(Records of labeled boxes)
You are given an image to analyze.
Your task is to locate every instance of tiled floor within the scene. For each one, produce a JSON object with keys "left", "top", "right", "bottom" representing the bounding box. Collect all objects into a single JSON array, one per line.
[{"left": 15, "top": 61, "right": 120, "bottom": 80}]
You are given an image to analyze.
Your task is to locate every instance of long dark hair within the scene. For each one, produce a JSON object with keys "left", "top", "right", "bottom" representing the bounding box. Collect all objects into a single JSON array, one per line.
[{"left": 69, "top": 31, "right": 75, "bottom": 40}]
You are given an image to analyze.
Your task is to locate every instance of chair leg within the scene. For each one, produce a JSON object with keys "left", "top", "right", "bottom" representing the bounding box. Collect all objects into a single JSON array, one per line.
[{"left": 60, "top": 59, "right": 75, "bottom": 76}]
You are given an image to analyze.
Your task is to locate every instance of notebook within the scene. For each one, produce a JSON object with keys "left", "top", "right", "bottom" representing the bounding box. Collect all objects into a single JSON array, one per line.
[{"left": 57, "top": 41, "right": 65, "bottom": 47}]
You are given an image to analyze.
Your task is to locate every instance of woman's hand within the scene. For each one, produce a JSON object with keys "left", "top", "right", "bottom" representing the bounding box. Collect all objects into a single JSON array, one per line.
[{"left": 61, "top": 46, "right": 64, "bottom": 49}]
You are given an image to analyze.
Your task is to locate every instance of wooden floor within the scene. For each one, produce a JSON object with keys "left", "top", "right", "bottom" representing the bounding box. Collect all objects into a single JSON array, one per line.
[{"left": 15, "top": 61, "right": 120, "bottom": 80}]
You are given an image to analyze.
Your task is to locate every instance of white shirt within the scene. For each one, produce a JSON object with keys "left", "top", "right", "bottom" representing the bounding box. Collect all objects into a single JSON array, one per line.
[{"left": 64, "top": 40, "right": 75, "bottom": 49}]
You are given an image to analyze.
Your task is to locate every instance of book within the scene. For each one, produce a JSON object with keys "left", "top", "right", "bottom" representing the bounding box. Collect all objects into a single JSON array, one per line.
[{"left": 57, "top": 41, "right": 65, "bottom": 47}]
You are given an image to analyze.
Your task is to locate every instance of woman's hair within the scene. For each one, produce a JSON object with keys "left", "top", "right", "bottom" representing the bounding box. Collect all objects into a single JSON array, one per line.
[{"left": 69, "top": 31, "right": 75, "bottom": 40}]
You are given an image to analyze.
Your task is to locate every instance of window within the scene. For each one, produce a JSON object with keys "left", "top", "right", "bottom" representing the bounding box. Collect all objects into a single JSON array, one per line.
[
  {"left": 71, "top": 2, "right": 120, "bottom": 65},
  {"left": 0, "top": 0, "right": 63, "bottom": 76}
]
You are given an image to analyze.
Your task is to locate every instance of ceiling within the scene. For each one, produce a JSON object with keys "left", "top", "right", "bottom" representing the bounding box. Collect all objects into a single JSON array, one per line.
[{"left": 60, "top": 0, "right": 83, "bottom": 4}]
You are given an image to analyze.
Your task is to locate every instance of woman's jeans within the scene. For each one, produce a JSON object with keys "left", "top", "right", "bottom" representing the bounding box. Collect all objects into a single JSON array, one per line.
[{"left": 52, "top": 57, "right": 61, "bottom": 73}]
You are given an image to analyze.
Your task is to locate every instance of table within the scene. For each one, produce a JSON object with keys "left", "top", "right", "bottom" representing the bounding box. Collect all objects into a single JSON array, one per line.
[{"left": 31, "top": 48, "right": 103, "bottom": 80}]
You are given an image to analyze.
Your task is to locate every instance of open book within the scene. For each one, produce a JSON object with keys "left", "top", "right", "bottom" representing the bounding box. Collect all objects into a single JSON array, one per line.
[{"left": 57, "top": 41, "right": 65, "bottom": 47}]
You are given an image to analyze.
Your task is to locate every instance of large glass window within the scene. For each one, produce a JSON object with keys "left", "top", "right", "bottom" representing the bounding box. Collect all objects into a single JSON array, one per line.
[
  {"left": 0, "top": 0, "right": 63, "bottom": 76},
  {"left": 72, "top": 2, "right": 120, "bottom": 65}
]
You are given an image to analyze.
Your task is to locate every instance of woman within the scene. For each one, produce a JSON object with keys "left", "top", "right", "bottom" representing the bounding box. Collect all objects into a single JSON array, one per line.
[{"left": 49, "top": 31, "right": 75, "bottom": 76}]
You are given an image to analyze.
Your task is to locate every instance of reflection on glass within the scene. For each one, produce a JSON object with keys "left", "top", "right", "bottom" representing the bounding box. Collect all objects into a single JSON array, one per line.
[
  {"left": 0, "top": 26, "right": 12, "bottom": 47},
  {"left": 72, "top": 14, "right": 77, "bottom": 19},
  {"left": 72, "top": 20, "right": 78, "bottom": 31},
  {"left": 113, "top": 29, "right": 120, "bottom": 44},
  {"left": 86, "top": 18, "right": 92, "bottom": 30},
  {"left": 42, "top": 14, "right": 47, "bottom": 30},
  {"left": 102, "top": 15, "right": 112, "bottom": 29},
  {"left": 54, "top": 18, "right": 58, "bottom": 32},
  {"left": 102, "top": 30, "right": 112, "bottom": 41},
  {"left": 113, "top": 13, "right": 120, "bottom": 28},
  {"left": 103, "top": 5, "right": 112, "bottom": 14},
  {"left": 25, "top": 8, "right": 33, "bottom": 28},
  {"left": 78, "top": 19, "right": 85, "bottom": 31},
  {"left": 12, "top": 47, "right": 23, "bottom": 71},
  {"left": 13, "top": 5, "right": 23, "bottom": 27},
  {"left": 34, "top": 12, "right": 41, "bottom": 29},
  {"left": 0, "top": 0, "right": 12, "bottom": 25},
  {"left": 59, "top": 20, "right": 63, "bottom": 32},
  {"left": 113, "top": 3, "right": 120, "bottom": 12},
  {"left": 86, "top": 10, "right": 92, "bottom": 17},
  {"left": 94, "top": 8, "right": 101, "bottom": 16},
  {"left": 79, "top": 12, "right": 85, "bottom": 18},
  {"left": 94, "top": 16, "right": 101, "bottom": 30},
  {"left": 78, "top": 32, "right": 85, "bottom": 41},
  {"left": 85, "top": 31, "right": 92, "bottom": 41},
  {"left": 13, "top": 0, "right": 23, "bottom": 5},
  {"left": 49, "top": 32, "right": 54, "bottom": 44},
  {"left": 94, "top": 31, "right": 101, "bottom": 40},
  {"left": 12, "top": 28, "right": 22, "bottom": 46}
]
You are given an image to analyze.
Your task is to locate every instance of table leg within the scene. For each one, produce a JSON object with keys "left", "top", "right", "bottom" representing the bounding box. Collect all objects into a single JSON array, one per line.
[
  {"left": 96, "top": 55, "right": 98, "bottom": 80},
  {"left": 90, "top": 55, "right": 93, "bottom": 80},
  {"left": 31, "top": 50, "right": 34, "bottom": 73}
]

▶ [TASK BRIEF] Count the lines in the records above that contain the string "floor", matching case exactly, and give only the number.

▶ [SOLVED EXERCISE] 2